The exercise: Render the listing below as a Markdown table with the columns "Row" and "Line," putting each non-blank line in its own numbered row and leaving out the pictures.

Excerpts from location labeling data:
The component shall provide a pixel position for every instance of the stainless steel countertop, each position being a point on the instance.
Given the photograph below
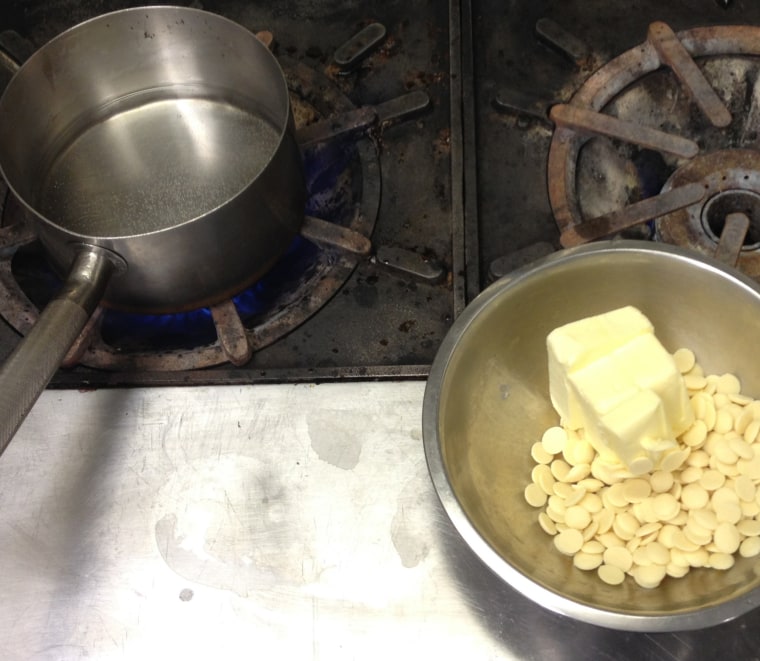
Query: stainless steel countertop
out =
(269, 521)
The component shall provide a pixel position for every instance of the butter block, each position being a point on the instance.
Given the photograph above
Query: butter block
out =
(579, 343)
(619, 385)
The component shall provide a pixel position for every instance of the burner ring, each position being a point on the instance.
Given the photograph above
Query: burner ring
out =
(593, 109)
(732, 181)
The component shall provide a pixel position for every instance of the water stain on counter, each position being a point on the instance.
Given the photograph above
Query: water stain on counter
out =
(231, 524)
(334, 437)
(412, 521)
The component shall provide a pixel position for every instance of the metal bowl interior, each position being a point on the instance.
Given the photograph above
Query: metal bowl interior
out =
(487, 401)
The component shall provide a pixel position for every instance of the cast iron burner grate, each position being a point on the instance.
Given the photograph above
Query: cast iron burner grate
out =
(340, 146)
(665, 132)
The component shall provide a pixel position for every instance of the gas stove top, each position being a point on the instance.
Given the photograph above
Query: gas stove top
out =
(593, 119)
(367, 290)
(444, 147)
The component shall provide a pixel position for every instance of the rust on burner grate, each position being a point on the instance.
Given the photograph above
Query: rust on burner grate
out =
(640, 102)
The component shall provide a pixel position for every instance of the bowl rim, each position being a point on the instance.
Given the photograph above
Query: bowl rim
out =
(687, 620)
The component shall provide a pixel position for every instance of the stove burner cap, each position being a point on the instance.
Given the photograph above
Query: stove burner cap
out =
(732, 180)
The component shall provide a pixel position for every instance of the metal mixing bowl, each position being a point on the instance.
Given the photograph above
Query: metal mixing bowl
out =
(487, 401)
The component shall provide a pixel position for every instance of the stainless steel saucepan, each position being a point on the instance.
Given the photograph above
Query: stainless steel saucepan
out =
(154, 149)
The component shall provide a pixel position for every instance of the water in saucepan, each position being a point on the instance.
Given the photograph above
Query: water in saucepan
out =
(154, 166)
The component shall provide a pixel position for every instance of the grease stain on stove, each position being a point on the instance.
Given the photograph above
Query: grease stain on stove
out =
(334, 438)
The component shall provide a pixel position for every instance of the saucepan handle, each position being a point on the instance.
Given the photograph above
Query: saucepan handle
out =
(28, 370)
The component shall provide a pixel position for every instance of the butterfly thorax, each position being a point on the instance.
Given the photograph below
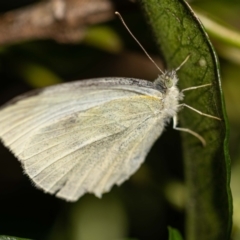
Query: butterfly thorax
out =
(166, 83)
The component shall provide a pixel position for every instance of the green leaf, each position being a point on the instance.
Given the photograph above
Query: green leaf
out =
(174, 234)
(178, 32)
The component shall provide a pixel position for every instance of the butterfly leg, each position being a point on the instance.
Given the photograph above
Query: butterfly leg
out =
(196, 87)
(188, 130)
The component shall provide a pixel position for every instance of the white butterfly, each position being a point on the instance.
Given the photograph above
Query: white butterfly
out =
(86, 136)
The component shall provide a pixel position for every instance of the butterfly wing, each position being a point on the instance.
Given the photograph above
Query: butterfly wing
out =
(83, 136)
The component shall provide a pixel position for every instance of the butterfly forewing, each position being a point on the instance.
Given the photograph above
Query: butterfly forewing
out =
(83, 136)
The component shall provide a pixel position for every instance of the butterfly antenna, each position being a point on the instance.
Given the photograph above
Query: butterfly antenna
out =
(125, 25)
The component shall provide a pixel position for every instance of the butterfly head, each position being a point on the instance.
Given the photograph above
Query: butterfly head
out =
(166, 80)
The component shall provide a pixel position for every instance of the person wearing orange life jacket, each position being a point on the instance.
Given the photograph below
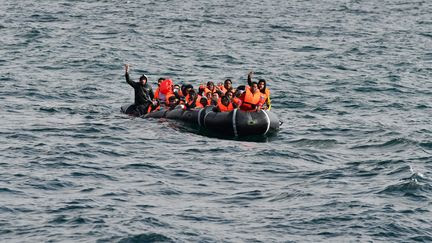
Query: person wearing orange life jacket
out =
(192, 100)
(224, 105)
(236, 97)
(210, 87)
(203, 102)
(227, 86)
(215, 99)
(164, 91)
(251, 98)
(265, 92)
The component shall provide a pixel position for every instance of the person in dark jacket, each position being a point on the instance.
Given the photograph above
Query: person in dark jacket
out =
(143, 94)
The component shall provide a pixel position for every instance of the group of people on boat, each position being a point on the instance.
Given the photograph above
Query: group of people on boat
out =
(223, 97)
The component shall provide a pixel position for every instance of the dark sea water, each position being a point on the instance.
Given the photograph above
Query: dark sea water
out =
(352, 81)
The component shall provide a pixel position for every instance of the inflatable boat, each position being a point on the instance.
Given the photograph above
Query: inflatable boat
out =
(235, 123)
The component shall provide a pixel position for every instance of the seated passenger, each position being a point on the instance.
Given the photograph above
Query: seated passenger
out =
(224, 105)
(210, 87)
(251, 98)
(265, 92)
(173, 102)
(164, 91)
(227, 86)
(192, 99)
(215, 99)
(204, 102)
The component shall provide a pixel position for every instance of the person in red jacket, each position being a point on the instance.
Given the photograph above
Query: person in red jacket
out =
(224, 105)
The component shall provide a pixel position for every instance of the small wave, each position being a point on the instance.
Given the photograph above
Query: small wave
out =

Answer:
| Row | Line |
|---|---|
| 1 | The component shall provide a pixel position for every instance of the stainless steel countertop, each position being a point on the instance. |
| 2 | Given the photograph below |
| 3 | Query: stainless steel countertop |
| 4 | out = |
| 5 | (269, 521) |
| 6 | The component shall provide a pixel position for every instance of the butter block, each position being a point on the instance. |
| 7 | Given the photograph above |
| 8 | Query: butter block |
| 9 | out = |
| 10 | (579, 343) |
| 11 | (619, 385) |
| 12 | The component shall provide a pixel position for every instance of the burner ring, each position being a point on the instance. |
| 13 | Given the photograph above |
| 14 | Query: burner ring |
| 15 | out = |
| 16 | (593, 109) |
| 17 | (732, 181) |
| 18 | The component shall provide a pixel position for every instance of the water stain on counter, each position being a point on the instance. |
| 19 | Given the photograph above |
| 20 | Query: water stain on counter |
| 21 | out = |
| 22 | (231, 524) |
| 23 | (334, 437) |
| 24 | (412, 521) |
| 25 | The component shall provide a pixel position for every instance of the metal bowl interior, each position being a point on the instance. |
| 26 | Given the photograph above |
| 27 | Query: metal bowl interior |
| 28 | out = |
| 29 | (487, 401) |
| 30 | The component shall provide a pixel position for every instance of the cast iron burner grate, each position being a point on the instance. |
| 31 | Given the photograph above |
| 32 | Query: cast iron burner grate |
| 33 | out = |
| 34 | (340, 146) |
| 35 | (665, 132) |
| 36 | The component shall provide a pixel position for every instance of the gas stove top, each position being a point on the instance. |
| 37 | Given the photograph above |
| 38 | Query: gas stove top |
| 39 | out = |
| 40 | (593, 119) |
| 41 | (367, 290) |
| 42 | (444, 147) |
| 43 | The component shall provide a pixel position for every instance of the rust on burner grate, each position being a point on the instance. |
| 44 | Given the photograph above |
| 45 | Query: rust on burner grate |
| 46 | out = |
| 47 | (640, 102) |
| 48 | The component shall provide a pixel position for every instance of the bowl rim, each position being a point on the instance. |
| 49 | Given the photograph above |
| 50 | Query: bowl rim |
| 51 | out = |
| 52 | (687, 620) |
| 53 | The component shall provide a pixel position for every instance of the stove burner cap, each position being a point on the instance. |
| 54 | Given the photograph above |
| 55 | Query: stove burner cap |
| 56 | out = |
| 57 | (732, 180) |
| 58 | The component shall provide a pixel position for every instance of the metal mixing bowl, each position being a point on the instance. |
| 59 | Given the photograph above |
| 60 | Query: metal mixing bowl |
| 61 | out = |
| 62 | (487, 401) |
| 63 | The component shall provide a pixel position for every instance of the stainless steel saucepan, each position being a point on the instance. |
| 64 | Given the photograph above |
| 65 | Query: stainless steel saucepan |
| 66 | out = |
| 67 | (154, 149) |
| 68 | The component shall provide a pixel position for every instance of the water in saucepan, each position being a point on the instance. |
| 69 | Given the photograph above |
| 70 | Query: water in saucepan |
| 71 | out = |
| 72 | (154, 166) |
| 73 | The component shall provide a pixel position for every instance of the grease stain on stove, each position being a point on the instance. |
| 74 | Given the photograph above |
| 75 | Query: grease stain on stove |
| 76 | out = |
| 77 | (334, 438) |
| 78 | The component shall provide a pixel position for every instance of the saucepan handle, each position being a point on the instance. |
| 79 | Given the photograph above |
| 80 | Query: saucepan handle |
| 81 | out = |
| 82 | (28, 370) |
| 83 | The component shall provide a pixel position for every instance of the butterfly thorax, each position being a point on the instance. |
| 84 | Given the photograph below |
| 85 | Query: butterfly thorax |
| 86 | out = |
| 87 | (166, 83) |
| 88 | The component shall provide a pixel position for every instance of the green leaf, each position being a point on the instance. |
| 89 | Given the photograph above |
| 90 | Query: green leaf |
| 91 | out = |
| 92 | (174, 234) |
| 93 | (178, 32) |
| 94 | The component shall provide a pixel position for every instance of the butterfly leg, each position being a point on the instance. |
| 95 | Given the photograph above |
| 96 | Query: butterfly leg |
| 97 | out = |
| 98 | (196, 87) |
| 99 | (188, 130) |
| 100 | The component shall provide a pixel position for every instance of the white butterfly, each position being a point on the instance. |
| 101 | Given the photograph above |
| 102 | Query: white butterfly |
| 103 | out = |
| 104 | (86, 136) |
| 105 | The component shall provide a pixel position for every instance of the butterfly wing, each position being a point on the instance. |
| 106 | Given the photograph above |
| 107 | Query: butterfly wing |
| 108 | out = |
| 109 | (83, 136) |
| 110 | The component shall provide a pixel position for every instance of the butterfly forewing, each position being a point on the instance. |
| 111 | Given the photograph above |
| 112 | Query: butterfly forewing |
| 113 | out = |
| 114 | (83, 136) |
| 115 | The component shall provide a pixel position for every instance of the butterfly antenna, each position being a point on the instance. |
| 116 | Given the photograph above |
| 117 | Query: butterfly antenna |
| 118 | out = |
| 119 | (125, 25) |
| 120 | The component shall provide a pixel position for every instance of the butterfly head, each position being a point on the instance. |
| 121 | Given the photograph above |
| 122 | Query: butterfly head |
| 123 | out = |
| 124 | (166, 80) |
| 125 | The component shall provide a pixel position for every instance of the person wearing orange life jacket, each position being a point on the instance. |
| 126 | Given the photograph below |
| 127 | Query: person wearing orange life jacket |
| 128 | out = |
| 129 | (192, 100) |
| 130 | (224, 105) |
| 131 | (236, 97) |
| 132 | (210, 87) |
| 133 | (203, 102) |
| 134 | (227, 86) |
| 135 | (215, 99) |
| 136 | (164, 91) |
| 137 | (251, 98) |
| 138 | (265, 92) |
| 139 | The component shall provide a pixel position for every instance of the person in dark jacket, each position being a point on the instance. |
| 140 | Given the photograph above |
| 141 | Query: person in dark jacket |
| 142 | out = |
| 143 | (143, 94) |
| 144 | The component shall provide a pixel position for every instance of the group of people on boat, each position being a point on the instance. |
| 145 | Given the photograph above |
| 146 | Query: group of people on boat |
| 147 | out = |
| 148 | (223, 97) |
| 149 | The component shall provide a pixel position for every instance of the dark sea water, each position being a point on the instance. |
| 150 | Given the photograph above |
| 151 | Query: dark sea water |
| 152 | out = |
| 153 | (352, 81) |
| 154 | The component shall provide a pixel position for every instance of the inflatable boat, each position being a point on the instance. |
| 155 | Given the photograph above |
| 156 | Query: inflatable boat |
| 157 | out = |
| 158 | (235, 123) |
| 159 | The component shall provide a pixel position for every instance of the seated passenger, each position being a point on the instance. |
| 160 | Given the photograph above |
| 161 | Query: seated passenger |
| 162 | out = |
| 163 | (224, 105) |
| 164 | (210, 87) |
| 165 | (251, 98) |
| 166 | (265, 92) |
| 167 | (173, 102) |
| 168 | (164, 91) |
| 169 | (227, 86) |
| 170 | (192, 99) |
| 171 | (215, 99) |
| 172 | (204, 102) |
| 173 | The component shall provide a pixel position for every instance of the person in red jacket, each position being a point on the instance. |
| 174 | Given the photograph above |
| 175 | Query: person in red jacket |
| 176 | out = |
| 177 | (224, 105) |
| 178 | The component shall provide a pixel position for every instance of the small wave, each position being a point on the instance. |
| 179 | Given the photograph above |
| 180 | Query: small wave |
| 181 | out = |